- [TASK DIRECTIONS]:
Reproduce the entire listing below word for word, from its first line to its last.

- [RECORDS PROVIDED]:
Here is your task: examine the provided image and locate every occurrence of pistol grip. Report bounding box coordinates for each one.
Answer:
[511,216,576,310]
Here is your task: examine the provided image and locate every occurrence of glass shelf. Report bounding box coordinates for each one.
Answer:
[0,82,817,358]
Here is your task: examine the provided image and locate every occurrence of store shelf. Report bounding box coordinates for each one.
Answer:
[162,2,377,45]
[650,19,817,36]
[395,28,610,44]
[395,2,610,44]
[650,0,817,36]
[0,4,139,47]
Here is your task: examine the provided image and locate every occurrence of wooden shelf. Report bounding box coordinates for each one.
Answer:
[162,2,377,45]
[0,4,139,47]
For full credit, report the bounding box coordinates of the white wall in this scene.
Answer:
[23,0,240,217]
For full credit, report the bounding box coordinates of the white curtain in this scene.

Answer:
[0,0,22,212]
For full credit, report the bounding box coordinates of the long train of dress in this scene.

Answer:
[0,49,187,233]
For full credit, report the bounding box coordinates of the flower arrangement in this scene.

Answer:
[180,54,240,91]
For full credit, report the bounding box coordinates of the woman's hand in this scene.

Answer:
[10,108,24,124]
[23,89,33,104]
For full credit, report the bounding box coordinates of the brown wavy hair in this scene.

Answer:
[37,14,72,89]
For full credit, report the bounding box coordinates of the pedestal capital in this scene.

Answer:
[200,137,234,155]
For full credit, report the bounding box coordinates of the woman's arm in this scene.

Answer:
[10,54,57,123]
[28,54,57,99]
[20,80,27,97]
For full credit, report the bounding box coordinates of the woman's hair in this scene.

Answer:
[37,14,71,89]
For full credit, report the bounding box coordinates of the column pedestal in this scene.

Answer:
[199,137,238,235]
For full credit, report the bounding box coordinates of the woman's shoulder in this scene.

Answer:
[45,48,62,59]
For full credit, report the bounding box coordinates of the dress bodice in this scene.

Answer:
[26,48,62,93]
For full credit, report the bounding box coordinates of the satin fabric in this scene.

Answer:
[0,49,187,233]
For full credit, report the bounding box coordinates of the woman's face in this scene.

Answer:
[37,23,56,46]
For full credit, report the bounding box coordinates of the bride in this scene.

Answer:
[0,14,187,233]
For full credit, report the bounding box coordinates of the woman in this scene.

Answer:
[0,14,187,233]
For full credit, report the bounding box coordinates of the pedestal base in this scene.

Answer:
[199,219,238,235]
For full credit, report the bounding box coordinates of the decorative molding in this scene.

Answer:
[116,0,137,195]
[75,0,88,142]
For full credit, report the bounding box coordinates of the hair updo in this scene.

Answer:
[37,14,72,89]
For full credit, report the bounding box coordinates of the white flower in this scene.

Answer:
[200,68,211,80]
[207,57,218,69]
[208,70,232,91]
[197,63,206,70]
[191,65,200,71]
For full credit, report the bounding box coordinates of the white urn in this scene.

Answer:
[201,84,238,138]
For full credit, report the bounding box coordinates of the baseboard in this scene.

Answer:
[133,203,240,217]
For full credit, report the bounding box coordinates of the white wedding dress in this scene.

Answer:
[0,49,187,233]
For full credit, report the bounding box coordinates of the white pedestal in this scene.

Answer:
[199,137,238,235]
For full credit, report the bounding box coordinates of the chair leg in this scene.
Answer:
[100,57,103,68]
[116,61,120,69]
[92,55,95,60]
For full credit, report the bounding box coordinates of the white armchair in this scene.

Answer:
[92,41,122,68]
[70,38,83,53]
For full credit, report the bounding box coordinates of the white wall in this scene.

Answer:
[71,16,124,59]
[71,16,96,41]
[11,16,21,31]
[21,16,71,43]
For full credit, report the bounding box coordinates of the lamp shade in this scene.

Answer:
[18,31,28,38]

- [WRITTEN ANSWER]:
Here is your task: examine the provided image and locate every occurrence of pistol grip. Report bounding box coordinates for each one.
Answer:
[511,216,576,310]
Here is your task: examine the provided image and locate every occurrence of glass shelf. Report bounding box coordinates for each one.
Answer:
[0,82,817,358]
Here is your task: examine the provided image and locate every occurrence of store shelf. Report bounding box coordinates for each one.
Answer:
[162,2,377,45]
[650,19,817,36]
[395,28,610,44]
[395,2,610,44]
[650,0,817,36]
[0,4,139,47]
Here is your task: examine the provided image and locate every occurrence of wooden shelf. Report bounding box coordinates for each one.
Answer:
[162,2,377,45]
[0,4,139,47]
For full credit, report the bounding box coordinates of the white wall in this scene.
Answer:
[23,0,240,217]
For full credit, report the bounding box coordinates of the white curtain in this scene.

Answer:
[0,0,22,212]
For full credit, report the bounding box coordinates of the long train of dress in this scene.

Answer:
[0,49,187,233]
For full credit, report the bounding box coordinates of the flower arrangement in this scene.

Answer:
[180,54,240,91]
For full credit, report the bounding box coordinates of the woman's hand in this scene.

Answer:
[10,108,24,124]
[23,89,33,104]
For full credit, report the bounding box coordinates of the brown wavy hair in this scene.

Answer:
[37,14,72,89]
For full credit, report the bounding box coordinates of the pedestal capital in this scene.

Answer:
[200,137,234,155]
For full credit, report the bounding box coordinates of the woman's arm in this scene.

Answer:
[10,54,57,123]
[28,54,57,99]
[20,80,27,97]
For full credit, report the bounding box coordinates of the woman's hair in this scene.

Answer:
[37,14,71,89]
For full credit, report the bounding box coordinates of the column pedestal in this scene.

Answer:
[199,137,238,235]
For full credit, report the bounding box coordinates of the woman's shoulder in this scene.

Answer:
[45,48,62,59]
For full credit, report the bounding box coordinates of the dress bodice in this scene.

Answer:
[26,48,62,93]
For full credit, report the bounding box coordinates of the satin fabric in this scene.

Answer:
[0,49,187,233]
For full credit, report the bounding box coordinates of the woman's face in this scene.

Answer:
[37,23,56,46]
For full credit, report the bounding box coordinates of the bride in this scene.

Answer:
[0,14,187,233]
For full credit, report the bounding box coordinates of the woman in this scene.

Answer:
[0,14,187,233]
For full credit, report the bounding box coordinates of the pedestal base in this scene.

Answer:
[199,219,238,235]
For full credit, report the bounding box coordinates of the decorative molding in this scene.

Answer:
[116,0,137,195]
[75,0,88,142]
For full credit, report the bounding box coordinates of the hair updo in this scene.

Answer:
[37,14,72,89]
For full credit, report the bounding box coordinates of the white flower in this scene.

Answer:
[200,68,211,80]
[207,57,218,69]
[208,70,232,91]
[197,63,206,70]
[191,65,200,71]
For full credit, report the bounding box coordinates of the white urn in this scene.

Answer:
[201,84,238,138]
For full credit, report the bounding box coordinates of the baseboard in this scene.

Answer:
[133,203,240,217]
For full credit, report the bounding box coordinates of the white wedding dress in this scene.

Answer:
[0,49,187,233]
For full credit, report the bounding box coordinates of the white pedestal in this scene.

Answer:
[199,137,238,235]
For full credit, report the bounding box coordinates of the chair leg in this scene.
Answer:
[100,57,103,68]
[116,61,120,69]
[92,55,95,60]
For full credit, report the bounding box coordinates of the white armchair in this scene.

Answer:
[92,41,122,68]
[70,38,83,53]
For full credit, report the bounding box coordinates of the white wall in this scene.

Answer:
[71,16,124,59]
[71,16,96,41]
[11,16,21,31]
[21,16,71,43]
For full credit, report the bounding box coordinates of the lamp shade in this scene.

Answer:
[18,31,28,38]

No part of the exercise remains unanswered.